** BEGIN PROVIDED TEXT **

There’s nothing quite like soaking in the warm, soothing waters of a natural hot spring while gazing upon awe-inspiring scenery. The Nordic country of Iceland is one of the best places in the world for this ultimate outdoor experience. The country’s geothermal activity has created bountiful hot springs, making it one of the top things to do while visiting the “Land of Fire and Ice.”
With approximately 50 hot springs and more than 200 pools in Iceland, there are more than enough opportunities for everyone to enjoy the healing waters. Wherever you travel around the country, you’re sure to encounter a hot pool. Every local has their favorite, from larger, well-known hot pools to smaller, hidden treasures.
Unwind in these incredible Iceland hot springs.
The Blue Lagoon
The most famous geothermal pool in the country is the world-renowned Blue Lagoon on southwestern Iceland’s Reykjanes Peninsula. One of the best hot springs in the world, this iconic attraction has all the bells and whistles for a resort-style experience, complete with a swim-up bar, locker and changing rooms, saunas, and a spa menu.
Created in the mid-1970s and heated by energy from the nearby geothermal power station, the Blue Lagoon is one of the most popular attractions in the entire country. With its close proximity to the capital city of Reykjavik, this hot spring is one of the easiest to access for visitors and locals alike. Its location makes it easy to combine a visit to the lagoon with other attractions in southern Iceland such as the Golden Circle.
Filled with mineral-rich (such as silica) seawater that is renewed every 48 hours, the restorative lagoon is said to promote positive health benefits, particularly for your skin. People with psoriasis are said to see improvements in their condition after visiting the Blue Lagoon.
Marvel at the milky blue water as you enter the warm, healing bathing lake that stays a comfortable 102 degrees Fahrenheit year-round. Wander on the walking paths and over footbridges; the lagoon is a massive 93,646 square feet.

** END PROVIDED TEXT **
** BEGIN LISTING **

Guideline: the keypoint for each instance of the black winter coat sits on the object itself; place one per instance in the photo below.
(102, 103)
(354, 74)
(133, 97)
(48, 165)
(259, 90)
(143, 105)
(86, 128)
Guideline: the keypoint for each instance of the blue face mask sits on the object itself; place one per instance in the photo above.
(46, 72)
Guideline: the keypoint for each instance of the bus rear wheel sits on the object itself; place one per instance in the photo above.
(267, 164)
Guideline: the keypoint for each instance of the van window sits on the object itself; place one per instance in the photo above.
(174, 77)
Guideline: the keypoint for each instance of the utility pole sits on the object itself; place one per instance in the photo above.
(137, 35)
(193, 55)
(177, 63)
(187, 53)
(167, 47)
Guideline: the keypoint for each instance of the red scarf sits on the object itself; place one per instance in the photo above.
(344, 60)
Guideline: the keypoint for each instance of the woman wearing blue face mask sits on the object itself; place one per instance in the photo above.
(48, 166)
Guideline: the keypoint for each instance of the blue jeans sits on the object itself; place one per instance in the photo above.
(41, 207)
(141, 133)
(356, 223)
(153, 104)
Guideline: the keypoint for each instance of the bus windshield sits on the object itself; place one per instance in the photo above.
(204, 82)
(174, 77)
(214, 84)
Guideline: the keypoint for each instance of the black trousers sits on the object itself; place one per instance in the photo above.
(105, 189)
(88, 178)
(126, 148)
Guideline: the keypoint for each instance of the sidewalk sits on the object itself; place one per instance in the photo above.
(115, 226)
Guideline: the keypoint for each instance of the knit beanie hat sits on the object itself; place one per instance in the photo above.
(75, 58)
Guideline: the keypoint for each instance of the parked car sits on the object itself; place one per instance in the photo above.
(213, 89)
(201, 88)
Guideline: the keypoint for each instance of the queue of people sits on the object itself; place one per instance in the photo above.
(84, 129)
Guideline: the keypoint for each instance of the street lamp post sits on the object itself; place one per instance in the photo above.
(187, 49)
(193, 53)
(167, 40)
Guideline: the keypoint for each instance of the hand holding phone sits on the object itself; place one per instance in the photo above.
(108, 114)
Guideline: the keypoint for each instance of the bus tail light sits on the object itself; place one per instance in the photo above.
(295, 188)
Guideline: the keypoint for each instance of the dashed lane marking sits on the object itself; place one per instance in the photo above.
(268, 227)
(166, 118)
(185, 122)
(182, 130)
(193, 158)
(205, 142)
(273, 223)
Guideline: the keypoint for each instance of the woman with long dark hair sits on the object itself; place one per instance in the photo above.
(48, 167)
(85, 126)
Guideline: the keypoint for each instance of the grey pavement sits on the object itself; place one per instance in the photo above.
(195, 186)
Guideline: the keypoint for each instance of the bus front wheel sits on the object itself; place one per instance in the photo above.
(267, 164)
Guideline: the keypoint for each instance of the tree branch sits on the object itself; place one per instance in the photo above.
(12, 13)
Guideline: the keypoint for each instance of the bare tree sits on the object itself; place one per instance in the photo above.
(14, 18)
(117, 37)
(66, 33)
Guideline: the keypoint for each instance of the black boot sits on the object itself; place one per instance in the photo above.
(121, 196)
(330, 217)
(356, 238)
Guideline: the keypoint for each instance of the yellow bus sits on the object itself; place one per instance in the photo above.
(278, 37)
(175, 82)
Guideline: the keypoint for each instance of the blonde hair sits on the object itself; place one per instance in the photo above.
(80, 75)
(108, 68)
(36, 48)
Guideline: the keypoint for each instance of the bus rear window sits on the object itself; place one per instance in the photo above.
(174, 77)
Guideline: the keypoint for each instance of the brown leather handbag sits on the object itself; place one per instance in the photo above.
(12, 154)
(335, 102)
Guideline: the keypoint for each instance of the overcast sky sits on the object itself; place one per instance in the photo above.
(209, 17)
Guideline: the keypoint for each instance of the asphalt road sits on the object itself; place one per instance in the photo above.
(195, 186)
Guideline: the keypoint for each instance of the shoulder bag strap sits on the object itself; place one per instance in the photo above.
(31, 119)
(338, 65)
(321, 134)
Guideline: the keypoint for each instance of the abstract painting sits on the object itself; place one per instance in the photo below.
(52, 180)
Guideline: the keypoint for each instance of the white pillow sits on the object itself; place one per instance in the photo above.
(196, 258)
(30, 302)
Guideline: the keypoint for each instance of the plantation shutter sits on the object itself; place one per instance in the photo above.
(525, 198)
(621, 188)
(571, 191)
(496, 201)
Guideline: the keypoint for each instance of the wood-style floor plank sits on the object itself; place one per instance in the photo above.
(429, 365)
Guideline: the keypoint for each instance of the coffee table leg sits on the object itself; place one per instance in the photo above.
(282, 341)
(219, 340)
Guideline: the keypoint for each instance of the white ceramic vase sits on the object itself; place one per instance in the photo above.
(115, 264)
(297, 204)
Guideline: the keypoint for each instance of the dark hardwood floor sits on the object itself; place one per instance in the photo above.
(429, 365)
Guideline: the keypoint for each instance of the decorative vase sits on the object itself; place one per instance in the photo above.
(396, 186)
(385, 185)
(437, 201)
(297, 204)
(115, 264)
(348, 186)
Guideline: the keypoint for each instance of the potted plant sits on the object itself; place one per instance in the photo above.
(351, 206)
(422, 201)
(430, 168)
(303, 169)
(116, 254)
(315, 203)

** END LISTING **

• **YOUR TASKS**
(A) According to the text about Iceland's hot springs, how often is the seawater in the Blue Lagoon renewed?
(B) Continue the text about Iceland's hot springs from its last sentence.
The data has no connection to the text about Iceland's hot springs.

• **RESULTS IN ORDER**
(A) Every 48 hours.

(B)
Visit the “mud bar” and get yourself a silica mud mask or algae mask for extra skin treatment while soaking in the lagoon. Feel stress melt away as you enjoy the warm waters and beautiful surroundings in the Blue Lagoon, one of the top Iceland hot springs you can visit. An on-site shop sells Blue Lagoon beauty products if you want to take home a souvenir of Iceland.
The Secret Lagoon
Head to the oldest natural pool in Iceland for an authentic hot spring experience. Located in the southwestern region near the village of Fludir and the popular Golden Circle, the Secret Lagoon, or “Old Swimming Pool,” (Gama Laugin) has been open since the late 1800s.
Location of the very first swimming lessons in the country in the early 1900s, this pool has a rich history. It actually went unused for almost 60 years before its resurgence in the early 2000s.
The Hveraholmi geothermal area is also peppered with geysers and hot springs, which provide all of the lagoon’s water supply. This is a fantastic place to get the true hot pool experience while surrounded by starkly beautiful Icelandic nature.
Watch the small geyser erupt every five minutes or so from the comfort of the 100-degree pool. Relax in the curative waters as steam rises from the lava fields around you, and enjoy the mystical experience.
Onsite amenities include a locker and changing room, showers, and refreshments. The Secret Lagoon is a unique experience to visit a historical hot spring and some of Iceland’s natural magic—it’s sure to be an unforgettable day.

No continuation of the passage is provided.